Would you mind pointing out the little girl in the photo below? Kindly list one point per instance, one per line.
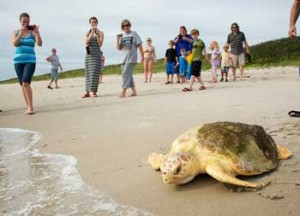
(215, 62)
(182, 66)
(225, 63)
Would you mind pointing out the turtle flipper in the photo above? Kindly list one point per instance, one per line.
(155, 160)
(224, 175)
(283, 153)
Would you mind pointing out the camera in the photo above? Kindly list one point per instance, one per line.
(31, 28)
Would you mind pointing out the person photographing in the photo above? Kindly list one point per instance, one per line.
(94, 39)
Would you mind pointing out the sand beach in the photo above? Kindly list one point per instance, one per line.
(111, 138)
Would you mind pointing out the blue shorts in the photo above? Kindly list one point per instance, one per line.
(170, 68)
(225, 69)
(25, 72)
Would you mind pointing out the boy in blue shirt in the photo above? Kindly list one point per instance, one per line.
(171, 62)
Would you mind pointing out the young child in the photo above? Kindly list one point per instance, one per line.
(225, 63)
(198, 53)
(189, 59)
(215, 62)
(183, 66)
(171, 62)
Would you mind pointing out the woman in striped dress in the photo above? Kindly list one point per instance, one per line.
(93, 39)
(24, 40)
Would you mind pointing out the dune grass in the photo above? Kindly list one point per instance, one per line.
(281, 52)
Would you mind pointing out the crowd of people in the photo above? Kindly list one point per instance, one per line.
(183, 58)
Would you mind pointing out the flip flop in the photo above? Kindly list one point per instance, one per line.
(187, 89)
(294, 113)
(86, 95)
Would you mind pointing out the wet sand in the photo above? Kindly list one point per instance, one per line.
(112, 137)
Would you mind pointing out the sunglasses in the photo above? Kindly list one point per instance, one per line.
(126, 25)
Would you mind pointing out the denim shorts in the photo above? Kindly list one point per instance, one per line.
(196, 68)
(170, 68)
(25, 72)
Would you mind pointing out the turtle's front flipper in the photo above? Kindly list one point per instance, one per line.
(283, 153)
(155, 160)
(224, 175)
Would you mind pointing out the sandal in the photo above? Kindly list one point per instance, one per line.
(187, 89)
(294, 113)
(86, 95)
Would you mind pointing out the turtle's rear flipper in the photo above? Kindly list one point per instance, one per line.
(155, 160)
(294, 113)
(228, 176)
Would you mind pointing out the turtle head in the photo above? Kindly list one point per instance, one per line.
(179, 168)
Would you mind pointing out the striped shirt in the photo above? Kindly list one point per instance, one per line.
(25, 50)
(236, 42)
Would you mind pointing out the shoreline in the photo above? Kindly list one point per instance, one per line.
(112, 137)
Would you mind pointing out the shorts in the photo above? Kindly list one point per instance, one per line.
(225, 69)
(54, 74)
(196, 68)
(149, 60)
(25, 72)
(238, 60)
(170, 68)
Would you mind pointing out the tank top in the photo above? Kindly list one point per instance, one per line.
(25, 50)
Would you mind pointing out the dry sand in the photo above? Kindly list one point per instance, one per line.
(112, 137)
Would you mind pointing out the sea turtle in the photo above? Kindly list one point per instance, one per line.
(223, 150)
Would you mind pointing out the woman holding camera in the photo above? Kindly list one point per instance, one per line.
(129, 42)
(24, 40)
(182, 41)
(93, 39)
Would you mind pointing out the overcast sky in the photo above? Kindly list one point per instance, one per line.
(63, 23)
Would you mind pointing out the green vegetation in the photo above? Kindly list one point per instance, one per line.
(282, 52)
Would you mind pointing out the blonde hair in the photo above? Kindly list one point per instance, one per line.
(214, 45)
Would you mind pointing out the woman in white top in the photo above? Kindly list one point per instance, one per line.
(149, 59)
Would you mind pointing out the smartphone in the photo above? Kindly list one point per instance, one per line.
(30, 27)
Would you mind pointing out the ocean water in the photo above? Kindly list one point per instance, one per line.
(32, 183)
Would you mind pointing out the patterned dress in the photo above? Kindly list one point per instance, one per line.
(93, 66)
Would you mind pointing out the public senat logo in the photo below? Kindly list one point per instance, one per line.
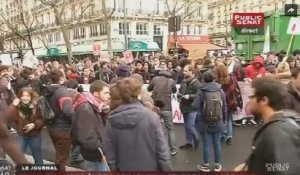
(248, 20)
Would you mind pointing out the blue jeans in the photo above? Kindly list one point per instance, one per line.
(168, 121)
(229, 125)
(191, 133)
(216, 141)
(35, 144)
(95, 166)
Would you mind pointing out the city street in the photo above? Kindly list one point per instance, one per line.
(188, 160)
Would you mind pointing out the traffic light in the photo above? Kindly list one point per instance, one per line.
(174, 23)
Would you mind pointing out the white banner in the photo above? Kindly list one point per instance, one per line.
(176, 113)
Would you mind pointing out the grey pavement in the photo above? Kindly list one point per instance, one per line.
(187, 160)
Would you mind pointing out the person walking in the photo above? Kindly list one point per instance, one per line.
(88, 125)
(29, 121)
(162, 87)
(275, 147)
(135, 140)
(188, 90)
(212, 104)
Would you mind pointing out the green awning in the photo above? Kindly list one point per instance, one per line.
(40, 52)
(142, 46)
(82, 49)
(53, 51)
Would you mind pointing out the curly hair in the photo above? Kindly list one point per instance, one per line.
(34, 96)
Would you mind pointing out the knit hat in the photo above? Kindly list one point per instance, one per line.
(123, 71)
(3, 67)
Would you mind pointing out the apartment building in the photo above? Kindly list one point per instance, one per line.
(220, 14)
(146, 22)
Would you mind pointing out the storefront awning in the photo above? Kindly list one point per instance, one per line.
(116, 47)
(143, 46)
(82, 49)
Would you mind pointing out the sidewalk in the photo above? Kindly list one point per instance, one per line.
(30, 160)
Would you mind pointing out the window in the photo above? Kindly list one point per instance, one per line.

++++

What to do: All of the material above needs to be restated exactly, with no pictures.

Solution for this problem:
Would you mind pointing out the little girl in the photo below? Kindly list one point per instance, one per line.
(215, 62)
(182, 66)
(225, 63)
Would you mind pointing out the turtle flipper in the photo above? Kindly list one point per instance, one per line.
(155, 160)
(224, 175)
(283, 153)
Would you mind pointing out the camera in the photo above? Kindly list one point per instance, one per line.
(31, 28)
Would you mind pointing out the person photographing in the photo above? Kindly list one point per instance, one per line.
(94, 39)
Would you mind pointing out the sand beach in the photo above? Kindly list one point per instance, one per line.
(111, 138)
Would you mind pointing out the blue shorts in the photo above? Kindly list one point per instance, one per line.
(170, 68)
(225, 69)
(25, 72)
Would you mind pointing out the boy in blue shirt in the photo above? Kindly list one point per instance, one per line.
(171, 62)
Would you mind pointing out the young child in the photo above? Kindly list one point per instance, one per line.
(225, 63)
(198, 53)
(189, 59)
(215, 62)
(183, 66)
(171, 62)
Would you mind pointing out the woman in striped dress in the photo above? Kindly list one point per instance, one per line.
(93, 39)
(24, 40)
Would you mind pointing out the dune grass in the photo above? Kindly list one point per instance, one per line.
(281, 52)
Would you mind pointing out the crowd of people in the photo above? Kindly list one point per instance, one per line.
(183, 58)
Would you mind pointing out the flip flop in the photo above? Kindly list one point per instance, one per line.
(187, 89)
(294, 113)
(86, 95)
Would you mind pointing out the wet sand in the photo above? Kindly list one point per instance, one per line.
(112, 137)
Would you mind pointing out the sunglasses in the photo above? Kindly list one point per instance, one per line.
(126, 25)
Would you mind pointing out the denim shorts in the photo above? Kindly list one point per instance, one per line.
(196, 68)
(170, 68)
(25, 72)
Would you mind pointing out the turtle's front flipper in the photo above? Kindly list one point per instance, one per line.
(283, 153)
(155, 160)
(224, 175)
Would you mind pointing out the sandal in the photo above? Kindly list one point per instance, one per line.
(187, 89)
(294, 113)
(86, 95)
Would you mind pointing out the turtle's rear flipper in the photo above? Kindly list one point per instance, one per line.
(155, 160)
(294, 113)
(228, 176)
Would you mind pointing out the turtle head in the photo above? Kindly list one point per instance, one per line.
(179, 168)
Would you mind pointing out the striped shirt in the photo above? Kindly list one point per instance, one per line.
(25, 50)
(236, 42)
Would you mind pointing out the shoreline in the photo above? Kindly list one point per instance, one per line.
(112, 137)
Would you mind pointing out the shorts in the photo above? Kindly list one point per instance, one per line.
(225, 69)
(54, 74)
(196, 68)
(149, 60)
(25, 72)
(238, 60)
(170, 68)
Would you mind pointing out the tank top in the photo above? Kindly list one point per instance, one per line.
(25, 50)
Would you mind pointing out the dry sand in the photo above? Kindly list one point per instance, one per line.
(112, 137)
Would you mind pointing out the sea turtle in the photo above? Kindly list one point per instance, one per line.
(223, 150)
Would you mind pointing out the woman holding camera in the photo above? Kindly list one point per instance, one per line.
(129, 42)
(24, 40)
(182, 41)
(93, 39)
Would you mind pointing out the overcast sky in the photo above? Kindly list one point per instance, one per line.
(63, 23)
Would you mind pointing out the green vegetation in the photo above? Kindly list one point per instance, one per line.
(282, 52)
Would you mind pointing out the blonde hair in the photo above? Kindly list one point per instance, one per line.
(214, 45)
Would you mind pointing out the woman in white top in the photo above? Kindly list one point per instance, one per line.
(149, 59)
Would you mind pointing out the smartphone in the photo above? Kindly list one point per instance, one per line.
(30, 27)
Would you mind pointing out the ocean water in the photo above? Kindly list one point per instance, one per line.
(32, 183)
Would you mind pointing out the patterned dress in the photo above? Kindly list one point per instance, one per line.
(93, 66)
Would you mind pointing out the public senat logo in the photo below? Kindly list one point per instance, one per line.
(248, 20)
Would you mind pointing out the blue jeans in the photo above? Kindly list one point per instance, one per line.
(168, 121)
(229, 125)
(191, 133)
(216, 141)
(35, 144)
(95, 166)
Would you mind pointing out the city street in the photo above? Kindly list one point per instance, one per line.
(188, 160)
Would you mind pointing out the traffic light in the photo above? Kindly list one point per instance, one per line.
(174, 23)
Would you mind pointing out the white banner in the photo above? Kindly list one point per instance, one per line.
(176, 113)
Would you mind pointing out the grey pavement in the photo above? Kindly list one point per instance, one per line.
(187, 160)
Would you mind pointing out the person walking in the photo above? Kindly list one point per instance, one per line.
(88, 125)
(29, 121)
(162, 87)
(275, 147)
(135, 140)
(188, 90)
(212, 104)
Would you mind pointing out the green awning in the photo above? Kindly list one point per instance, one per line.
(40, 52)
(142, 46)
(82, 49)
(53, 51)
Would you mind pointing out the curly hair in the photo above? Kindly list one point per instance, one per line.
(34, 96)
Would you mind pointing out the knit hat in the photo above? Kindly list one point per instance, one per line.
(123, 71)
(3, 67)
Would you mind pointing out the apartment building in the photo above? Kindly list one point per instance, one per line.
(220, 14)
(146, 22)
Would you mind pointing out the storefront awning in the photo above? Kindly list one point per instance, one per line.
(116, 47)
(143, 46)
(82, 49)
Would you mind pointing out the sidewalk in the photo above? Kindly list one point per instance, one per line.
(30, 160)
Would you mind pointing out the window in the photo above? Kindly list one point per instance, one per line.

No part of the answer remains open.